**SUPPLIED MATERIAL:**
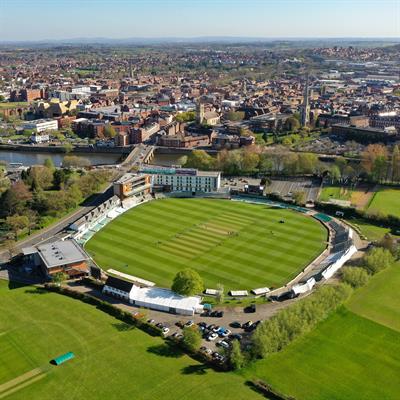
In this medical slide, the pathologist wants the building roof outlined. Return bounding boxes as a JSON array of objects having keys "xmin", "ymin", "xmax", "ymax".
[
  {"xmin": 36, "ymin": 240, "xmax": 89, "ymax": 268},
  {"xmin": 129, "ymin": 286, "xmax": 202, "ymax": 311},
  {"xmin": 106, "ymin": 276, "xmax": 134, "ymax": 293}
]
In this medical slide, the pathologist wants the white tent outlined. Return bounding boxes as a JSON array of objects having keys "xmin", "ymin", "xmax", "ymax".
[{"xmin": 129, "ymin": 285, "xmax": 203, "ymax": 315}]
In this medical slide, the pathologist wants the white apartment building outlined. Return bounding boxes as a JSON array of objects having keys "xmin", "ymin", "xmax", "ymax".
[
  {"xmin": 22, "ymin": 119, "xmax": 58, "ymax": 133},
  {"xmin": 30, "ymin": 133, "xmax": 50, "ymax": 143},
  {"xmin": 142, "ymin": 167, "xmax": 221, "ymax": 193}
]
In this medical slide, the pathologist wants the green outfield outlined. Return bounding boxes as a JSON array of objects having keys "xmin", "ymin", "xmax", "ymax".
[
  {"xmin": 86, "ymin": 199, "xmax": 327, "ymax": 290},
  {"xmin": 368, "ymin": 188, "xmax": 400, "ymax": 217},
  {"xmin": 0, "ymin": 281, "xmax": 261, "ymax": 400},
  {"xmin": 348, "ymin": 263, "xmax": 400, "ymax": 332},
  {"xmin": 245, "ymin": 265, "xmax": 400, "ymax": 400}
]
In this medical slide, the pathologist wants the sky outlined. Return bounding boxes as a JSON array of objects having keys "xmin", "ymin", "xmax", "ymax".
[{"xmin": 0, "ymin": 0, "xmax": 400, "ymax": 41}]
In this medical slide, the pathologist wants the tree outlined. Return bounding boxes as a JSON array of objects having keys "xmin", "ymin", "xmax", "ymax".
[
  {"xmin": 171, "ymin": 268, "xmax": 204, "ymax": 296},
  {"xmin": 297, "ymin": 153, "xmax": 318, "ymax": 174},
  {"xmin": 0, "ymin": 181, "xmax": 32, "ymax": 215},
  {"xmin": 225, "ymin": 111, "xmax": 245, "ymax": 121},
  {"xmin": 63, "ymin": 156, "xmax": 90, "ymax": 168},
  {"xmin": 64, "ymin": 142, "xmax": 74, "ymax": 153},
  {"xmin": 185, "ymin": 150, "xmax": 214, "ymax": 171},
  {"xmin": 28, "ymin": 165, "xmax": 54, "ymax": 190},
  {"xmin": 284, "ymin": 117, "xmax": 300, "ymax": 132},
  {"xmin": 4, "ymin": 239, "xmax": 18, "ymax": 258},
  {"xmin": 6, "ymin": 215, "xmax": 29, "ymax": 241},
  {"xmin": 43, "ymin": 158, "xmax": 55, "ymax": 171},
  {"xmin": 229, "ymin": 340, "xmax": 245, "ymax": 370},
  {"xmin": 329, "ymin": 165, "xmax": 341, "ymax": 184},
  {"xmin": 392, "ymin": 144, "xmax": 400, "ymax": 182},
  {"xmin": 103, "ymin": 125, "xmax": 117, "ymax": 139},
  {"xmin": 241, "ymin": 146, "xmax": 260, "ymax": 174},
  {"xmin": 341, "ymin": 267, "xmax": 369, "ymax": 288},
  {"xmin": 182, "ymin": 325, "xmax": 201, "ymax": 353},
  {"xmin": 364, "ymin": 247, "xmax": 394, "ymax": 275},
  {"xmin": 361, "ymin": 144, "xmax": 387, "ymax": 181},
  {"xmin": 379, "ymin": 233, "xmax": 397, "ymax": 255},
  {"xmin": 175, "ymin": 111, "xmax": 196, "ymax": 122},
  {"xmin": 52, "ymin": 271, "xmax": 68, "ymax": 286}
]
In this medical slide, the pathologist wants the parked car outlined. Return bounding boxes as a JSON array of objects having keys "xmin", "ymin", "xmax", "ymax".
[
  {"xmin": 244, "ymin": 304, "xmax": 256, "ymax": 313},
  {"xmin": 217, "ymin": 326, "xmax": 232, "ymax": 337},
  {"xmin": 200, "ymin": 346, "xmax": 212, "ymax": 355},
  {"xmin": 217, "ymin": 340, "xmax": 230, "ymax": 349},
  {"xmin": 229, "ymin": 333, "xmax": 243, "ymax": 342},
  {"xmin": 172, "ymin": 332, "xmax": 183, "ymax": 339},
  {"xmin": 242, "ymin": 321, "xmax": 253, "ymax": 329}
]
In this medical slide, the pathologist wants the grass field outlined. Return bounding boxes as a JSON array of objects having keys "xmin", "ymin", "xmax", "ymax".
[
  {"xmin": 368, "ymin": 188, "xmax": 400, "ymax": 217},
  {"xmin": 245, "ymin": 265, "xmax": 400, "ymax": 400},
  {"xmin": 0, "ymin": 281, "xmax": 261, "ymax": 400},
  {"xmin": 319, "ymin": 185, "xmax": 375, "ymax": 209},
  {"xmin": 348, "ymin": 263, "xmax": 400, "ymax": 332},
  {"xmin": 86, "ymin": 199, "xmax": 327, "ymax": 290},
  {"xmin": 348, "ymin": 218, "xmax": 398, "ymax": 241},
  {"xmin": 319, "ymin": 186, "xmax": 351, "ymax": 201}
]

**WHAT IS NEEDED:** Pick out each line above that contains the string "apartment" and copy it out, treating uppercase and lowercase letters as different.

**TASK RESPONSE:**
In this medical slide, the pathologist wants the white apartment building outlined. Return bounding boxes as a JSON array of objects having keys "xmin", "ymin", "xmax", "ymax".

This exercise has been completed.